### O que produzir
No texto sobre agrotóxicos, quais substâncias causaram mais mortes de peixes no estudo da Fiocruz?

Segundo a agência, o PARA passou por uma reformulação a partir do ano de 2016, o que levou a uma mudança na forma de divulgação dos dados nos anos seguintes. “O programa continua em funcionamento e uma nova rodada de dados anuais deve ser apresentada até o fim deste ano [2019]”, afirmam. A Anvisa diz ainda que os dados do programa de monitoramento foram utilizados nas reavaliações recentes de alguns agrotóxicos, como o glifosato e o carbofurano.

Agrotóxicos (Foto: Ilustração: Marcelo Moreno)

(lustração: Marcelo Moreno)

Vivos, mas doentes
Uma pesquisa recente formulada pela Fiocruz, que é um órgão do Ministério da Saúde, concluiu que os agrotóxicos são extremamente tóxicos à vida, independentemente da concentração e da dose. O estudo foi desenvolvido com base na análise de dez substâncias: abamectina, acefato, alfacipermetrina, bendiocarb, carbofurano, diazinon, etofenprox, glifosato, malathion e piriproxifem. A imunologista Mônica Lopes-Ferreira, que foi convidada a realizar a pesquisa, explica que utilizou a Plataforma Zebrafish para testar o nível de toxinas presentes na água de um reservatório de peixes-zebra (Danio rerio). O método, como ela explica, é referência mundial e foi usado para analisar os impactos dos produtos no desenvolvimento dos animais.

No estudo, os agrotóxicos que causaram mais mortes dos peixes foram o malathion, o glifosato e o piriproxifem. Os demais produtos testados resultaram em anomalias diversas, como problemas de má-formação dos olhos e das nadadeiras.

De acordo com a pesquisa, mesmo quando os agrotóxicos são utilizados em doses de até um trigésimo do recomendado pela Anvisa, não existe uma dose mínima não letal. “Sou filha de um agricultor, sei da importância da agricultura para este país”, ressalta a pesquisadora. Justamente por isso, Ferreira chama a atenção para um detalhe importante do estudo: a dosagem das substâncias. “Testamos isoladamente os agrotóxicos, agora imagine só o que aconteceria ao misturar essas substâncias. Nós estamos vivos, mas doentes”, enfatiza a pesquisadora.

Após a publicação dos resultados da pesquisa, a ministra da Agricultura, Tereza Cristina, criticou os resultados. “Há pesticidas que são usados aqui e não na Europa porque eles não têm a mesma cultura. O Brasil não utiliza nada que não pode ser usado”, afirmou na ocasião. Após as declarações da ministra, Renato Porto, diretor da Anvisa, disse que dos dez agrotóxicos citados no estudo, um foi proibido em 2017, outro nunca teve autorização e o terceiro tem uso restrito. “Estamos bastante equivalentes aos outros países”, diz.

Mônica Lopes-Ferreira rebateu as críticas da ministra e do diretor da Anvisa e explica que as substâncias testadas no estudo foram enviadas e escolhidas pela Fiocruz, e não objetos de uma escolha própria. “Não estou dizendo para não usarmos agrotóxicos, mas vamos pensar direito. Não vamos brigar com os dados, e sim trabalhar a partir deles.”

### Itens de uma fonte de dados
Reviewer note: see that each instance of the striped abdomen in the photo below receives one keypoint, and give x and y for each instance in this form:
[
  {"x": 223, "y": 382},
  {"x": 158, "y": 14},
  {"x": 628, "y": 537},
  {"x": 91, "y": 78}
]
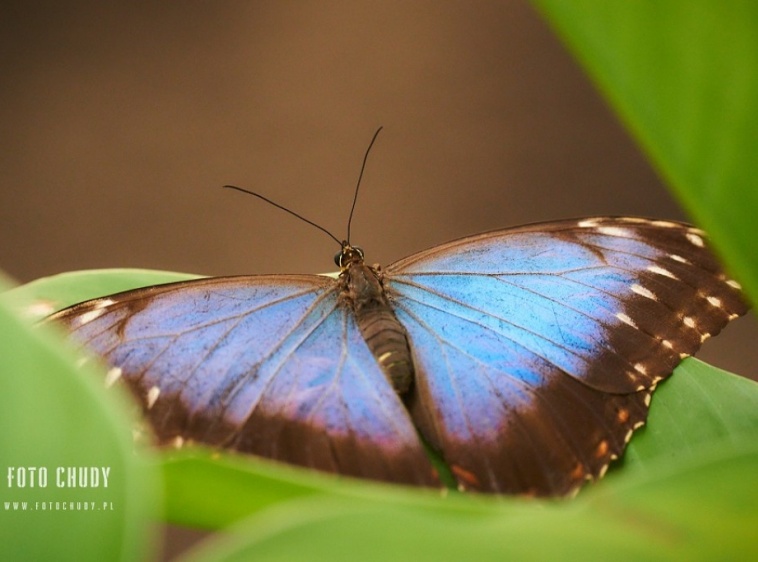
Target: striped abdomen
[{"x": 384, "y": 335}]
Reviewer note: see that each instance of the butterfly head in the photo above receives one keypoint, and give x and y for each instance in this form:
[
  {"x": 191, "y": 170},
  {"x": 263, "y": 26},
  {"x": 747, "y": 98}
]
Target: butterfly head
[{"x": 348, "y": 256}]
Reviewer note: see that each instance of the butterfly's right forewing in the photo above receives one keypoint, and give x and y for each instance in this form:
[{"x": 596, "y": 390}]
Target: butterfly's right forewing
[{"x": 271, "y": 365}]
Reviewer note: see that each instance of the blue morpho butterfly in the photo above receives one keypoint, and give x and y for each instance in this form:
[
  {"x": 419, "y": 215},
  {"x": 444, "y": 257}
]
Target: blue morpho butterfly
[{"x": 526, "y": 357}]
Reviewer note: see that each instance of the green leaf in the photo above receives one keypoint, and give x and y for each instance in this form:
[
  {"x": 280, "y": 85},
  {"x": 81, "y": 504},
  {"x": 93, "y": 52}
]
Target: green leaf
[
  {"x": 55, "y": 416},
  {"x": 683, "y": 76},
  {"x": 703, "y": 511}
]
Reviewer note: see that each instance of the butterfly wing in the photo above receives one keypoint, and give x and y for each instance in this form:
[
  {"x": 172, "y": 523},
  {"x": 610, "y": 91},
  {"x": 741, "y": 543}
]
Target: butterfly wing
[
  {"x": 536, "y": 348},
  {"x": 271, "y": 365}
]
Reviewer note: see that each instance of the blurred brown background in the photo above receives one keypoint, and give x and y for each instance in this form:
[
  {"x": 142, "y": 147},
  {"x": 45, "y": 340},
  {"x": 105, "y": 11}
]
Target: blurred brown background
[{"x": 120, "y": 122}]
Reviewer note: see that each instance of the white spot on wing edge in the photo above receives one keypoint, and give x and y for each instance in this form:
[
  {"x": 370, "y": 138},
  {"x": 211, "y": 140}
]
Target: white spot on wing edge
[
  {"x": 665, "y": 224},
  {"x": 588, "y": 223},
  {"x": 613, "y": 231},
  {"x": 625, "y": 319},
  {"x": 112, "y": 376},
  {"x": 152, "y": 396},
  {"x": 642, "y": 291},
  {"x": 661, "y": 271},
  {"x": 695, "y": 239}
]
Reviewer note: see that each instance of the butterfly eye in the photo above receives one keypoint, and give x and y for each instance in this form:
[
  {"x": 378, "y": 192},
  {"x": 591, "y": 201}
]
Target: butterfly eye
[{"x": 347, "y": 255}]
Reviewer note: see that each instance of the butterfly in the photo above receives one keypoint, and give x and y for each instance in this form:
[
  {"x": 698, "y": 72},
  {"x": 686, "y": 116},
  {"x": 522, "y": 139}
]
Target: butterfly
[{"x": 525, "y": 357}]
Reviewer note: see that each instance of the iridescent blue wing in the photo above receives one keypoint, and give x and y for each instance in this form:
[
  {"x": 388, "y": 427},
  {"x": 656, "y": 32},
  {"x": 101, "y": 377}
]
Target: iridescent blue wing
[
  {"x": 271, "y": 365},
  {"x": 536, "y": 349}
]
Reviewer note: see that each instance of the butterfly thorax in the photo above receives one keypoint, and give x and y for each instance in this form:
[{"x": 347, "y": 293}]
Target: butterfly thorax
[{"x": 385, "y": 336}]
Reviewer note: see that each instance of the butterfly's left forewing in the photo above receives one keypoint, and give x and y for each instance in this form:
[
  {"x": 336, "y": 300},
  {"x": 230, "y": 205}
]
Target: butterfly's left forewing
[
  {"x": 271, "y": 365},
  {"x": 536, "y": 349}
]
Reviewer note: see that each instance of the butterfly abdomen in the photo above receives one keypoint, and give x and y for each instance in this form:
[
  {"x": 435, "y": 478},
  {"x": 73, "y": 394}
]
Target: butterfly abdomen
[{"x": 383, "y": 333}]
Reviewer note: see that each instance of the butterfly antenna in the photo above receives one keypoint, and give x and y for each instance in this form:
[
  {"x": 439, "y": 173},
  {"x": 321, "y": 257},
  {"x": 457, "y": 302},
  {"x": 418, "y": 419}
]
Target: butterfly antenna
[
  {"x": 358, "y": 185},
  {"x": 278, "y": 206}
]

--

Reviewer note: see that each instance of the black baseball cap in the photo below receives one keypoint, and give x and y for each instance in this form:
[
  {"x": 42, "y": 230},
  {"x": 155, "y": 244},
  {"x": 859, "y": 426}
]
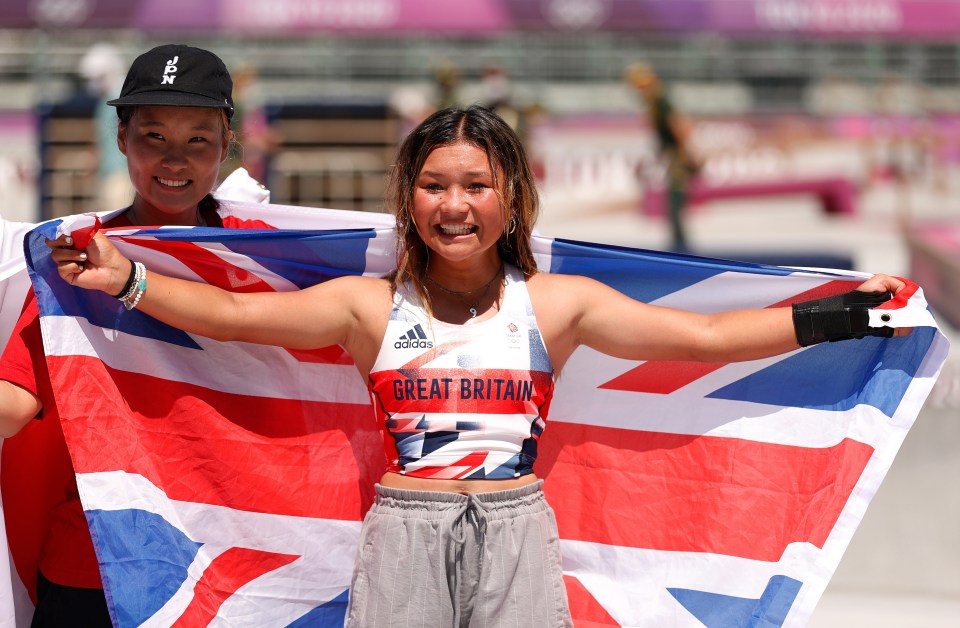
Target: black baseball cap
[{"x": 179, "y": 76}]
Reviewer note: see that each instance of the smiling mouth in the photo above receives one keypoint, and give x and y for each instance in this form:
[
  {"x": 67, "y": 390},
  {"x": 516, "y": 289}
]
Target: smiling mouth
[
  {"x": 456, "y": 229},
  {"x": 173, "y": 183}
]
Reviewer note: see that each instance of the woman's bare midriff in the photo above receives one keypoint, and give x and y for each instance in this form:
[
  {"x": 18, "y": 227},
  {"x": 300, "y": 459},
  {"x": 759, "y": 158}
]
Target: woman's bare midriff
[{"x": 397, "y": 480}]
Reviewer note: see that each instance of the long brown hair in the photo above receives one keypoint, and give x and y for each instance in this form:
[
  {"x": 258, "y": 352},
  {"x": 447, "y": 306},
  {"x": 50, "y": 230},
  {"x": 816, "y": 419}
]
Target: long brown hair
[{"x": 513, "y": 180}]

### Resposta
O malathion, o glifosato e o piriproxifem.